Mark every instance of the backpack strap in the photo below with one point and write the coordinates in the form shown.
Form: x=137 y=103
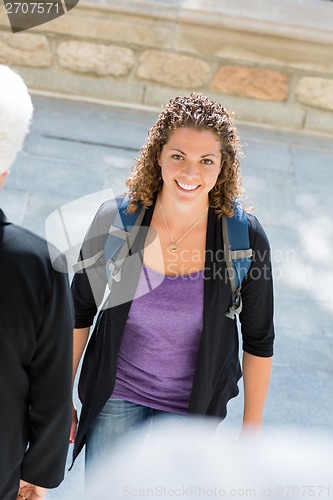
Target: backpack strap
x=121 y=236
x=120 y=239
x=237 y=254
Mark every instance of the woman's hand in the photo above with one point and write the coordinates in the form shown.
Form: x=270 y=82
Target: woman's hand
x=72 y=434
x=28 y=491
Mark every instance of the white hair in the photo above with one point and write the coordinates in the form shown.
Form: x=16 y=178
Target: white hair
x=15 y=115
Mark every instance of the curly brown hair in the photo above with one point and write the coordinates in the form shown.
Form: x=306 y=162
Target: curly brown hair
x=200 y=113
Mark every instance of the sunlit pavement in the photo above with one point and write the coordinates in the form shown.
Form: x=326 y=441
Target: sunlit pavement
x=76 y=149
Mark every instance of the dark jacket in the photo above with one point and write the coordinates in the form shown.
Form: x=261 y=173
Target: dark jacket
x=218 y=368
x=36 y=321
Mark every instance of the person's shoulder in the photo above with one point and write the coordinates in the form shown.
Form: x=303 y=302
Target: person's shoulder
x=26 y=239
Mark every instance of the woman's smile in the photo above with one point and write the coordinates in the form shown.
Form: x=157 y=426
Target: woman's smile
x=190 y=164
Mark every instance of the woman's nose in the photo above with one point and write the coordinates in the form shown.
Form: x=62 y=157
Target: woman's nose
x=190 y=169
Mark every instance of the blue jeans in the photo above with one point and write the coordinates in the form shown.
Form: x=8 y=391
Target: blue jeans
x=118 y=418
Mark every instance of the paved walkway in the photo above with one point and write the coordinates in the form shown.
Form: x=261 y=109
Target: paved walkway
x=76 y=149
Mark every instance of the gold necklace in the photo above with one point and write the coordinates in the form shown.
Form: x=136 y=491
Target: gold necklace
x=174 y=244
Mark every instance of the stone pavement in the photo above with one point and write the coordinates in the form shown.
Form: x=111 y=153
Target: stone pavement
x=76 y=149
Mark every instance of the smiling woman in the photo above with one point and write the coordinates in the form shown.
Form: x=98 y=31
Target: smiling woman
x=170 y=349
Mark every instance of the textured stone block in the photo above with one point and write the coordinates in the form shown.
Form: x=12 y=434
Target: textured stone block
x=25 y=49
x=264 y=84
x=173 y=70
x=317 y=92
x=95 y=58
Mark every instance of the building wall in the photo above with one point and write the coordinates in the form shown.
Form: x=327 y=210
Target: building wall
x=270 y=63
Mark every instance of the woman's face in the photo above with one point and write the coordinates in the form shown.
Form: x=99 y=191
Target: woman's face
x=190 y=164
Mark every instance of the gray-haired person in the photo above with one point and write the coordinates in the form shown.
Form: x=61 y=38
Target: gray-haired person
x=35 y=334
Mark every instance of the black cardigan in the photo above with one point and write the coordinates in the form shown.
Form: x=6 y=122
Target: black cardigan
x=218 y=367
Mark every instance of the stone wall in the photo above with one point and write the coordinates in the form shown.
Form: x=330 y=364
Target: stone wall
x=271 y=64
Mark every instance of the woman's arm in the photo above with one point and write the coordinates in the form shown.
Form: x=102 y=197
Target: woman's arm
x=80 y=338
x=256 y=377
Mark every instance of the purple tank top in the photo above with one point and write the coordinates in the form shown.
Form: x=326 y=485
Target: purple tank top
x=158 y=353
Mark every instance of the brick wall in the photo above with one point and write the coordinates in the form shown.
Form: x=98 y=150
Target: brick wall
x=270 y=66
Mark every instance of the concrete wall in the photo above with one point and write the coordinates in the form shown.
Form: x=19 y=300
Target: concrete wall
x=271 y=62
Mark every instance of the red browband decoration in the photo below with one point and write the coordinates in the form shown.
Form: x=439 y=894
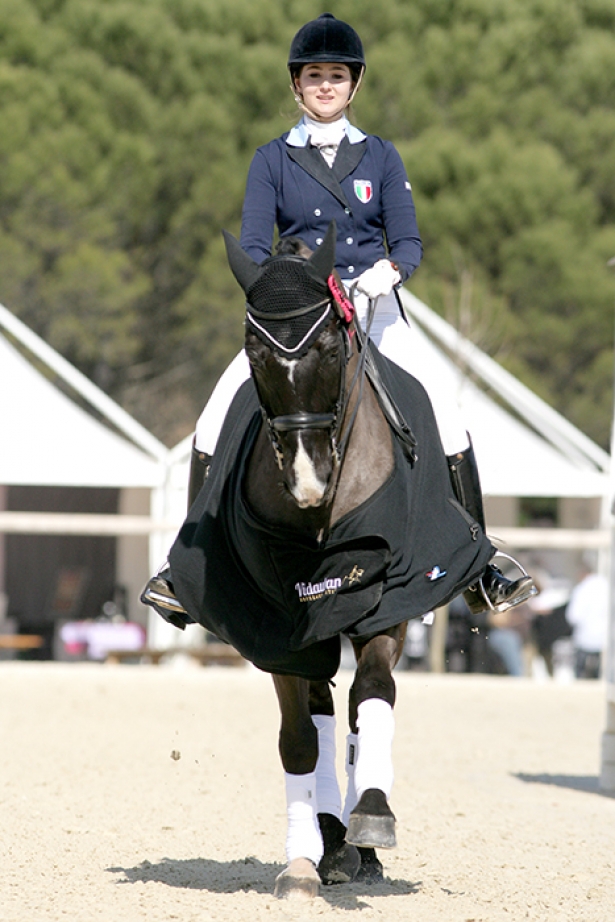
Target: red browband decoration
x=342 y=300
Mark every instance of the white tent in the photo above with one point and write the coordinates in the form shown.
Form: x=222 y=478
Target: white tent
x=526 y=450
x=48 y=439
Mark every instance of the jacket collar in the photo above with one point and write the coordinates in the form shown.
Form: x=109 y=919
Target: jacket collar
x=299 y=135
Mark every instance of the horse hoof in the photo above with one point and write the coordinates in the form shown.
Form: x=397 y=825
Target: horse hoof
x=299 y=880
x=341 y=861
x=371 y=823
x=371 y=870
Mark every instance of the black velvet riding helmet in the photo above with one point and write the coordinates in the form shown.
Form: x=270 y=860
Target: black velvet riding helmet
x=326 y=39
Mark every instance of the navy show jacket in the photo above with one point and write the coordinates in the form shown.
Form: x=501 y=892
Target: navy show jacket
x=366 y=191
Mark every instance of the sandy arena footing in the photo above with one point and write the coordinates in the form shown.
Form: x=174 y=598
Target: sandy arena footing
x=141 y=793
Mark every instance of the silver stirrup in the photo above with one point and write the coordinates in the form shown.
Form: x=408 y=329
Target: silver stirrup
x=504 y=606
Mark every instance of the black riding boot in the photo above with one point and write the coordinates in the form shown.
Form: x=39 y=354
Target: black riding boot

════

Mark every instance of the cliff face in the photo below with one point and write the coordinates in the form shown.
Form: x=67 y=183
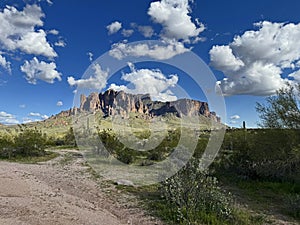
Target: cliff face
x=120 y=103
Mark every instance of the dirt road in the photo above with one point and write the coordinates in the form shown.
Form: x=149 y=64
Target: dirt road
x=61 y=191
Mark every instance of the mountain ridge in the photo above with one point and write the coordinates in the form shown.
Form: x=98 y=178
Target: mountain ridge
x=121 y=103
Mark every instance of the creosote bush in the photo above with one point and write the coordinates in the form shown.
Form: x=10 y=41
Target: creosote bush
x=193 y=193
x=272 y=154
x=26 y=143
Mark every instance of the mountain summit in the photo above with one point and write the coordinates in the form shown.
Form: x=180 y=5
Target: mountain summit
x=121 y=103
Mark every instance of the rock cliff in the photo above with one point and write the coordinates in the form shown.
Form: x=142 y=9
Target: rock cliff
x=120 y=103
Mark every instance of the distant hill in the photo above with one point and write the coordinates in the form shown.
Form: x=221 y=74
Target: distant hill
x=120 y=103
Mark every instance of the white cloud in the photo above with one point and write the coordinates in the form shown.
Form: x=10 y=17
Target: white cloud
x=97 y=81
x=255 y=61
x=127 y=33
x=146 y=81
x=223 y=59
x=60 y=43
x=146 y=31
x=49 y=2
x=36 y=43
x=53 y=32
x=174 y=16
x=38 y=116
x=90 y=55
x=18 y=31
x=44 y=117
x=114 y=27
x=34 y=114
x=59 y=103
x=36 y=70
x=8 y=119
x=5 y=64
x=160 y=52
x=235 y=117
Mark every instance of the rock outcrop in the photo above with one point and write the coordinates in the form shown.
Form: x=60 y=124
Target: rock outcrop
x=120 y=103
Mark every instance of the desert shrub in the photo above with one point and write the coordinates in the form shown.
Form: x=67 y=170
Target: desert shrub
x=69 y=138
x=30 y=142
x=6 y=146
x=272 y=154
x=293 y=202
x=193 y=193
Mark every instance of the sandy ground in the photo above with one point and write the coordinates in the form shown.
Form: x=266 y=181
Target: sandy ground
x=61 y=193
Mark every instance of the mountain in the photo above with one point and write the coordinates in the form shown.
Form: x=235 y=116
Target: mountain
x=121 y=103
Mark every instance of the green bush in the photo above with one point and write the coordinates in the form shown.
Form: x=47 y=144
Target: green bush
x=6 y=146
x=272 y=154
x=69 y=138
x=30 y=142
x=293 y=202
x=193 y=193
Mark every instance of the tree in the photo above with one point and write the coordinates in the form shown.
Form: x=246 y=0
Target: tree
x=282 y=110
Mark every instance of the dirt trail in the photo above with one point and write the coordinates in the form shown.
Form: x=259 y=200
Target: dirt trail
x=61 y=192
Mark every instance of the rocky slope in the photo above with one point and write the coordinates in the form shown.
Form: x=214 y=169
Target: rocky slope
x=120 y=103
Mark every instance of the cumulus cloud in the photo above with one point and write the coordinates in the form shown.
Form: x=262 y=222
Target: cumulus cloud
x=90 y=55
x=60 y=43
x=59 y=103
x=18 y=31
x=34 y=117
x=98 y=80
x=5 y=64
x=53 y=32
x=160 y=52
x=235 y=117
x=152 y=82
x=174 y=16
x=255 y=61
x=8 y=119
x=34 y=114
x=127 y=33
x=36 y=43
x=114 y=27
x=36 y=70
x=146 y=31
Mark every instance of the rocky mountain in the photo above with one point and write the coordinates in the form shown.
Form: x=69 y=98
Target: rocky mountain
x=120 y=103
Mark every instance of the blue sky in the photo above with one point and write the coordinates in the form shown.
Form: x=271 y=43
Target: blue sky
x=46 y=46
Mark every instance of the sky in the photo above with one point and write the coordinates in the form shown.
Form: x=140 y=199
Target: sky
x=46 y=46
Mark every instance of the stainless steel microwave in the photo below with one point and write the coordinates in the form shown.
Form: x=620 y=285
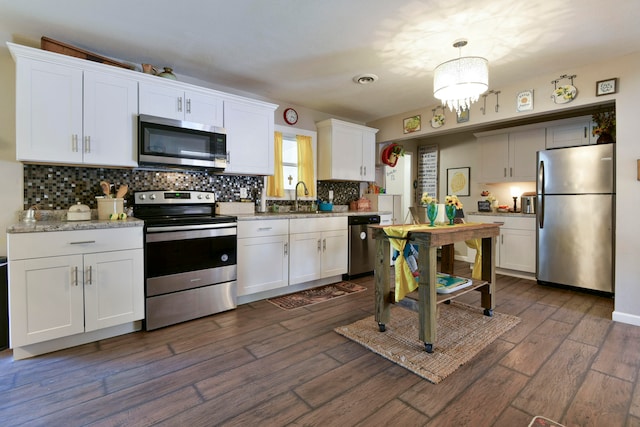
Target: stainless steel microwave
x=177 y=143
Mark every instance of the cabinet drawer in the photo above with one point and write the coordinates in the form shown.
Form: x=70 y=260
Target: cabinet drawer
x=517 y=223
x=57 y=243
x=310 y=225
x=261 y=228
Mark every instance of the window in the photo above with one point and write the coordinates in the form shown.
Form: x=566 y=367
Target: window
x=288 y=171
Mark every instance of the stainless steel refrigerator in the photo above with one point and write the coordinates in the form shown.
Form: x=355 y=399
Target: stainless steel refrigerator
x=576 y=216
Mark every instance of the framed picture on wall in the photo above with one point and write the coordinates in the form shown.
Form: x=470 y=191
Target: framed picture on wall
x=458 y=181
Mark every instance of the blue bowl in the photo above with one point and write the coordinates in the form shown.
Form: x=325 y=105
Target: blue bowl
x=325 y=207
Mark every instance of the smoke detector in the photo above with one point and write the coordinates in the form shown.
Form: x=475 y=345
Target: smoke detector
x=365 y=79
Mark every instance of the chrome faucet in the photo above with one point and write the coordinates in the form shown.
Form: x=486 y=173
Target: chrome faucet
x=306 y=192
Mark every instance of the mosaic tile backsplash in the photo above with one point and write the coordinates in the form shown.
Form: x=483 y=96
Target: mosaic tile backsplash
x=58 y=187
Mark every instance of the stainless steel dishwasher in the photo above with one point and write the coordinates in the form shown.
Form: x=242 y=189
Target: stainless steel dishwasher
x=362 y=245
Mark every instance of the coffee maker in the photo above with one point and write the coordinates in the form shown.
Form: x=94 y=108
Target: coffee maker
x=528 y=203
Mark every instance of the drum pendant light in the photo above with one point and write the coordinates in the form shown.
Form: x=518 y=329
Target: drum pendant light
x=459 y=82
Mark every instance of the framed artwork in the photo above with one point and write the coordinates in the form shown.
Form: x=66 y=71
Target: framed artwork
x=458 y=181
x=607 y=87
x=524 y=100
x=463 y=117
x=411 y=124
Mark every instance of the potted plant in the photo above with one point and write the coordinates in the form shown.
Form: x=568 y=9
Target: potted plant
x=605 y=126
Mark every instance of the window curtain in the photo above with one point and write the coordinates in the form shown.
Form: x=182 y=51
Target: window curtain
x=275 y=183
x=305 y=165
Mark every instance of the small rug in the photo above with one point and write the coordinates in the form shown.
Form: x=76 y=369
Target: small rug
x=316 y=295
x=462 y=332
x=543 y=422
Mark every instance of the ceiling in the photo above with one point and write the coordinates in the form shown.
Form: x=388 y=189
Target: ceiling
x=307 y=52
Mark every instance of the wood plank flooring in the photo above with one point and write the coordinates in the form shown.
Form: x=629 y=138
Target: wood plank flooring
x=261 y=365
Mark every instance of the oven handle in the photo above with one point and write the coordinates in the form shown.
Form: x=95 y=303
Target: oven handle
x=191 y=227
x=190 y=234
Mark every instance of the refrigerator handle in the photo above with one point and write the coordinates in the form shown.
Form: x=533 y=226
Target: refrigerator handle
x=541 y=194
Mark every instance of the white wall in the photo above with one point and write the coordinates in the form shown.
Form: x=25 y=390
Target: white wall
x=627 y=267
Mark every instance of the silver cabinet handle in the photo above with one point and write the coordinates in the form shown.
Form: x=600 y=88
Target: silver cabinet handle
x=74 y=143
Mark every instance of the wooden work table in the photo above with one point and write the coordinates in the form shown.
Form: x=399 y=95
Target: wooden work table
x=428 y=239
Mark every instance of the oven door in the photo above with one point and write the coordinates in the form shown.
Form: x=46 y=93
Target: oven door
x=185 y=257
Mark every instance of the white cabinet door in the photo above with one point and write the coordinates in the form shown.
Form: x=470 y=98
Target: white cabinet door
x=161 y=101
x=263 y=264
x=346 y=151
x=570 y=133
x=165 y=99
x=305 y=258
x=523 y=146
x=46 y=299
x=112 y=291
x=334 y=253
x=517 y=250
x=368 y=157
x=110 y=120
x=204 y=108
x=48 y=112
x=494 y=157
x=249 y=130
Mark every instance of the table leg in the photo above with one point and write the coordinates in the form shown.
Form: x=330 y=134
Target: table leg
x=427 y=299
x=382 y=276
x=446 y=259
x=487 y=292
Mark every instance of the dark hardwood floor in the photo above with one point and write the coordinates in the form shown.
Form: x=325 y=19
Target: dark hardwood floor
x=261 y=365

════

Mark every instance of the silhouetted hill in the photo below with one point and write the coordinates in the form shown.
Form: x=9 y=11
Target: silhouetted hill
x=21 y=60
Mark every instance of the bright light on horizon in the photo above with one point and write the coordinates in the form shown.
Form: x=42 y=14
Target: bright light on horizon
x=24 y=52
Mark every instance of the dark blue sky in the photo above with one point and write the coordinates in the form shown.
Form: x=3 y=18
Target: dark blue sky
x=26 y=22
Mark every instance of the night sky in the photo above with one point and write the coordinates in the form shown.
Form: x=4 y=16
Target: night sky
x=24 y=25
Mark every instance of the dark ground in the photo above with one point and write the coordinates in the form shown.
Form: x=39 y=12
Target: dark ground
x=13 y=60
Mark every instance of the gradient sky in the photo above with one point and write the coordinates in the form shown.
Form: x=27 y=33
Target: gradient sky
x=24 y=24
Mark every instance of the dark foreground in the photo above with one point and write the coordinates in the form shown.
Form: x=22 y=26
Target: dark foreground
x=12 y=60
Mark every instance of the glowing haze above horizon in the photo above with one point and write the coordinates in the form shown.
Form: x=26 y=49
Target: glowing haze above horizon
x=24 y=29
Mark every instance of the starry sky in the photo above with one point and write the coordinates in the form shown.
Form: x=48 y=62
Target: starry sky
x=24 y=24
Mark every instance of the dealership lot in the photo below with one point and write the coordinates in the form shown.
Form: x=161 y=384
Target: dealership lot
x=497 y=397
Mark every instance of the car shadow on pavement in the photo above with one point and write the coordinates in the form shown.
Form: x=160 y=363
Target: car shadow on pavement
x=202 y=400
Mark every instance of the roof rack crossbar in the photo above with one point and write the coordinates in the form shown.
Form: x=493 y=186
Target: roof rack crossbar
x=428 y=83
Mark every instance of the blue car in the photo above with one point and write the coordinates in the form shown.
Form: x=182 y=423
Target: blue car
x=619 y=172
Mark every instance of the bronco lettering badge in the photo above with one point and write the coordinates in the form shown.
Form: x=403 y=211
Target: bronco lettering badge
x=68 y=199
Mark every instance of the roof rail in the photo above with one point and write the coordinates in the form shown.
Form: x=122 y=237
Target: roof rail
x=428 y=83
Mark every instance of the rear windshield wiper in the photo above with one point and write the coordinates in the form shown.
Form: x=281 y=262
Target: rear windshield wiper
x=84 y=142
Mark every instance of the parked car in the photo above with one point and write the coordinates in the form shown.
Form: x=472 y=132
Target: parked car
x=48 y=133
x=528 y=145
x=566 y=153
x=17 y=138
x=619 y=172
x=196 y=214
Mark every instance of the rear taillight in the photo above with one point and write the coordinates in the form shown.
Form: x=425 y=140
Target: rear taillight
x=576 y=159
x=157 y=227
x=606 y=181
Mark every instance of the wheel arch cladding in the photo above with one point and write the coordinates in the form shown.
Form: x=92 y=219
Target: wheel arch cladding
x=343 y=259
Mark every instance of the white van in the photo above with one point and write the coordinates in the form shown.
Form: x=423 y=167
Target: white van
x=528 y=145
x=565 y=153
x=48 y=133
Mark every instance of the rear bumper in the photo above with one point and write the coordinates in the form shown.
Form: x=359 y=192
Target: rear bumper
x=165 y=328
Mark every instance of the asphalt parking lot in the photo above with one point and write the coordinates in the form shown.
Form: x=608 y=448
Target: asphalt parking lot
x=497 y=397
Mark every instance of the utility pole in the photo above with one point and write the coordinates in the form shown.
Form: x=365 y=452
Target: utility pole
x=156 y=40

════

* THE TASK *
Print exactly the lines of the listing above starting at the line containing "Target: rock cliff" and ending at the line containing "Form: x=10 y=17", both included.

* RESULT BELOW *
Target: rock cliff
x=120 y=103
Mark every instance of the distant hill in the photo above with one point and write the coordinates in the form shown.
Form: x=221 y=74
Target: distant hill
x=120 y=103
Mark every instance of the white cloud in the photo above with one point and write the coordinates in the form shown.
Form: x=10 y=17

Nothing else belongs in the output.